Written instruction: Write out all of the entries exactly as given.

Data entries:
---*---

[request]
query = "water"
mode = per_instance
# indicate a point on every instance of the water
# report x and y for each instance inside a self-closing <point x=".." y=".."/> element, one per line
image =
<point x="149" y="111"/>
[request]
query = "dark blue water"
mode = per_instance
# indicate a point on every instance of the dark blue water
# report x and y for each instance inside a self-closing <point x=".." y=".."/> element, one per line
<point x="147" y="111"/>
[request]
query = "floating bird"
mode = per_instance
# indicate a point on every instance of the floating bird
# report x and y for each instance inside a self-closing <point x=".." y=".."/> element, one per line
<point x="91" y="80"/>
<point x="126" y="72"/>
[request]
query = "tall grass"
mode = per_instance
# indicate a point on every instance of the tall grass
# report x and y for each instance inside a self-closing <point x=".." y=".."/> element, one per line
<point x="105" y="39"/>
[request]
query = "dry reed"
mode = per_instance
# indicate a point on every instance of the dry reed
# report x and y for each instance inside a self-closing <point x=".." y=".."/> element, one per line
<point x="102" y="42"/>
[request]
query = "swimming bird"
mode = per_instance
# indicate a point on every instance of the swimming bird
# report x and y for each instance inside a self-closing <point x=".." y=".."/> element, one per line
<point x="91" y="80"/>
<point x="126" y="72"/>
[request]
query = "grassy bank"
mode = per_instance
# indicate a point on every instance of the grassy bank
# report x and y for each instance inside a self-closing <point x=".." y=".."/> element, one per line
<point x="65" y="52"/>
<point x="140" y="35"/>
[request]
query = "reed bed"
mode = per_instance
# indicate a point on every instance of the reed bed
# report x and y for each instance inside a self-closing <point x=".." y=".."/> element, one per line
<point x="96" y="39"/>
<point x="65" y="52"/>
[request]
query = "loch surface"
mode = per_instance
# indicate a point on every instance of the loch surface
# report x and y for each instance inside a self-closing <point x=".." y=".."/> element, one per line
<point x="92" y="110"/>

---*---

Exercise answer:
[request]
query = "water"
mode = per_instance
# indicate a point on every instance of the water
# report x and y for each instance inside a self-closing <point x=".." y=".."/> element, one per line
image =
<point x="149" y="111"/>
[request]
query = "dark blue water"
mode = per_instance
# indicate a point on every instance of the dark blue water
# report x and y for each instance inside a self-closing <point x=".." y=".."/> element, one per line
<point x="147" y="111"/>
[request]
query = "floating bird"
mode = per_instance
# indicate a point on every instance of the floating bird
# report x and y for each instance inside a self-closing <point x=".." y=".."/> element, one per line
<point x="91" y="80"/>
<point x="126" y="72"/>
[request]
query = "tall grass"
mode = per_instance
# indicate a point on every instance of the tall grass
# report x and y for each instance inside a self-closing <point x=".." y=".."/> element, one per line
<point x="105" y="39"/>
[request]
query = "dry reed"
mode = per_instance
# indicate a point on every instance of the dry reed
# report x and y for each instance inside a self-closing <point x=".." y=".."/> element, one per line
<point x="102" y="42"/>
[request]
query = "swimming bird"
mode = per_instance
# indicate a point on every instance of the swimming bird
# report x and y for each instance inside a self-closing <point x=".." y=".."/> element, one per line
<point x="91" y="80"/>
<point x="126" y="72"/>
[request]
query = "grassy bank"
mode = per_instance
# indicate a point on every instance of the grassy bank
# report x and y for each instance inside a self-closing <point x=".." y=".."/> element, one per line
<point x="65" y="52"/>
<point x="140" y="35"/>
[request]
query = "reed bed"
mode = per_instance
# indicate a point on every instance of the reed bed
# report x and y for each instance inside a self-closing <point x=".." y=".."/> element, one per line
<point x="96" y="39"/>
<point x="65" y="52"/>
[request]
query = "loch surface"
mode = per_instance
# indicate a point on every instance of the loch surface
# report x and y for each instance inside a self-closing <point x=".." y=".."/> element, one per line
<point x="92" y="110"/>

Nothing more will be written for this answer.